(Page)

____

Categories
Architecture & Resilience

Can SQL Upgrades Be Avoided In The Cloud?

In this post I consider the February 2022 T-SQL Tuesday #147 Invitation “Upgrade Strategies” and look at the importance of upgrades in the cloud.

For this month’s T-SQL Tuesday, VoiceOfTheDBA’s invitation was as follows:

This month I want you to write about how you look at SQL Server upgrades. A few things you might think about:

Why we wait to upgrade?

Strategies for testing an upgrade

Smoke tests or other ways to verify the upgrade worked

Moving to the cloud to avoid upgrades

Using compatibility levels to upgrade an instance by not a database.

Checklists of things to use in planning

The time it takes to upgrade your environment

What you evaluate in making a decision to upgrade or not?

Anything else

Immediately I was drawn to “Moving to the cloud to avoid upgrades”. Some perceive the cloud as a ‘set it and forget it’ environment. The reality is that cloud services still require upgrades that can cause security vulnerabilities and data issues if left unchecked.

What follows are some SQL based observations from my experience to date. While it’s true this list is AWS specific, it isn’t AWS exclusive as Azure and GCP operate similar services with similar considerations.

____

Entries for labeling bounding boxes
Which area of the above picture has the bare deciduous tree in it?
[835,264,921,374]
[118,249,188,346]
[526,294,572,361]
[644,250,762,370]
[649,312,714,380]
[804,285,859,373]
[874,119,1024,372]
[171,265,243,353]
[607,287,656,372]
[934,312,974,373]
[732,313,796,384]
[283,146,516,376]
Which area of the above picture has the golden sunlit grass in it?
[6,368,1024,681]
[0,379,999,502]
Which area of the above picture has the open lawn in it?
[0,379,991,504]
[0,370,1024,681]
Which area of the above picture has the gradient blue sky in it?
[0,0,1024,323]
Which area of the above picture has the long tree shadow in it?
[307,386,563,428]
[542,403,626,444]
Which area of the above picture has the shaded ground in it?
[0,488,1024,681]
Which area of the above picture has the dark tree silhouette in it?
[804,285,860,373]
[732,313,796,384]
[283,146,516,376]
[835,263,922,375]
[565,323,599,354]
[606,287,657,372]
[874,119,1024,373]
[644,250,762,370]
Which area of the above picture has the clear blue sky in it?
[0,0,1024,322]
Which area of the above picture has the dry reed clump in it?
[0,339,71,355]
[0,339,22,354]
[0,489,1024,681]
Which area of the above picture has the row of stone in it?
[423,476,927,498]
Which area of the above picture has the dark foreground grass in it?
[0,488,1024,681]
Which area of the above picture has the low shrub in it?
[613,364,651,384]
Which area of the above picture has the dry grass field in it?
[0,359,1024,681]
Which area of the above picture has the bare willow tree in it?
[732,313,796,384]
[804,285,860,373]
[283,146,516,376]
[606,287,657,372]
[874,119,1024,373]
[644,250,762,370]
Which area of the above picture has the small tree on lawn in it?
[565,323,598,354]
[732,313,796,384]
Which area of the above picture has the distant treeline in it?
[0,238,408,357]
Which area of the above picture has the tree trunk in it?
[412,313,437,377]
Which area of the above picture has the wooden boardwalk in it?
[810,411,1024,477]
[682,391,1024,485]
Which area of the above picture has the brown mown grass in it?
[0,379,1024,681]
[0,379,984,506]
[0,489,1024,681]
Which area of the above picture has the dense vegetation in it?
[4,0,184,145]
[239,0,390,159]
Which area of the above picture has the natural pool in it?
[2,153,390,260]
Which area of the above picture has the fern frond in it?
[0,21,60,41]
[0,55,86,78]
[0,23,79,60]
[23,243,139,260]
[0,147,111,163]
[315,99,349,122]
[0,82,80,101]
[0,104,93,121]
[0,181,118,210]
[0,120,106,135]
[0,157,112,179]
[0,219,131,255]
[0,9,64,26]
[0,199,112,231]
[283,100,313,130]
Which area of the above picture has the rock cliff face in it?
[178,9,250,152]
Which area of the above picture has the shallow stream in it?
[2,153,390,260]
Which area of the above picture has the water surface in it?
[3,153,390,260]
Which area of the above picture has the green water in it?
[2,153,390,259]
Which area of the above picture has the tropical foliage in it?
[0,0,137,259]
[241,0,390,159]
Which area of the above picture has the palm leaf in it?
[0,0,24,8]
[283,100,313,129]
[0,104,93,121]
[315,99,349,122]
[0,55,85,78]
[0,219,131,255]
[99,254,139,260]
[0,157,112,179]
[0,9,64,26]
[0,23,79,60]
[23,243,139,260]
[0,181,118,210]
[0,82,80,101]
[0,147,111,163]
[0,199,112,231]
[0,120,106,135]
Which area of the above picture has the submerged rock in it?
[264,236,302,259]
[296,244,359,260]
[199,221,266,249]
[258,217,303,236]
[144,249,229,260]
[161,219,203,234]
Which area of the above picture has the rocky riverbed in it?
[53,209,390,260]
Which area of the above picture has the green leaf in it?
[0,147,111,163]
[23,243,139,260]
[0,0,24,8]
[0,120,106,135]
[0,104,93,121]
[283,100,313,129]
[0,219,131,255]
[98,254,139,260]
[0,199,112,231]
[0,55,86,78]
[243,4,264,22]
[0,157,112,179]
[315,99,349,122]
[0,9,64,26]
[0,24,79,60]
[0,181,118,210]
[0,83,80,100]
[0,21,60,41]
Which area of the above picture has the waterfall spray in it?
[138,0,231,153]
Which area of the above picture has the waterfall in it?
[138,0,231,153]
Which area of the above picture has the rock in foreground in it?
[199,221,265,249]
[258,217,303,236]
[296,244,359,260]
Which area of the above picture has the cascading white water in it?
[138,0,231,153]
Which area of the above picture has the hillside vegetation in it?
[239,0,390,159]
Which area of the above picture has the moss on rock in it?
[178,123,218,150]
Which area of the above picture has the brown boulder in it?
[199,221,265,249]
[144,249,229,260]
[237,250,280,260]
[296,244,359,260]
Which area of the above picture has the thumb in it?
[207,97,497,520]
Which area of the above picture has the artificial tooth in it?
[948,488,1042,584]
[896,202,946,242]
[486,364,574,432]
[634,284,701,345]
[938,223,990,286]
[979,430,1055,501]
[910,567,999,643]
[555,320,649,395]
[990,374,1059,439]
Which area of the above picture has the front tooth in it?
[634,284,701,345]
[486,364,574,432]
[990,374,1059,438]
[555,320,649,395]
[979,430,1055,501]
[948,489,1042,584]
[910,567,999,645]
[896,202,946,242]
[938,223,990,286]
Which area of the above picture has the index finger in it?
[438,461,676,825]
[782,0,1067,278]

____

(What the exercise asks) Resume the blog post on avoiding SQL upgrades in the cloud, starting after its last sentence. None of the material is needed here.

(Output)
EC2 Upgrades

When I create a new EC2 instance I can generally expect it to be running the latest build of my chosen OS. However, an instance that has been running for a while will soon find itself needing system updates like any other computer. Some updates offer performance improvements or new features and are essentially optional. Others fix security vulnerabilities and bugs and are non-negotiable.

If that instance is running my relational database of choice, that too will need a range of updates from the desirable to the critical. AWS views this as a customer responsibility, with the AWS Shared Responsibility Model including the following:

Customers that deploy an Amazon EC2 instance are responsible for management of the guest operating system (including updates and security patches), any application software or utilities installed by the customer on the instances, and the configuration of the AWS-provided firewall (called a security group) on each instance.

However the managed services are viewed differently:

For abstracted services, AWS operates the infrastructure layer, the operating system, and platforms, and customers access the endpoints to store and retrieve data. Customers are responsible for managing their data (including encryption options), classifying their assets, and using IAM tools to apply the appropriate permissions.

So what if I get AWS to run my database for me?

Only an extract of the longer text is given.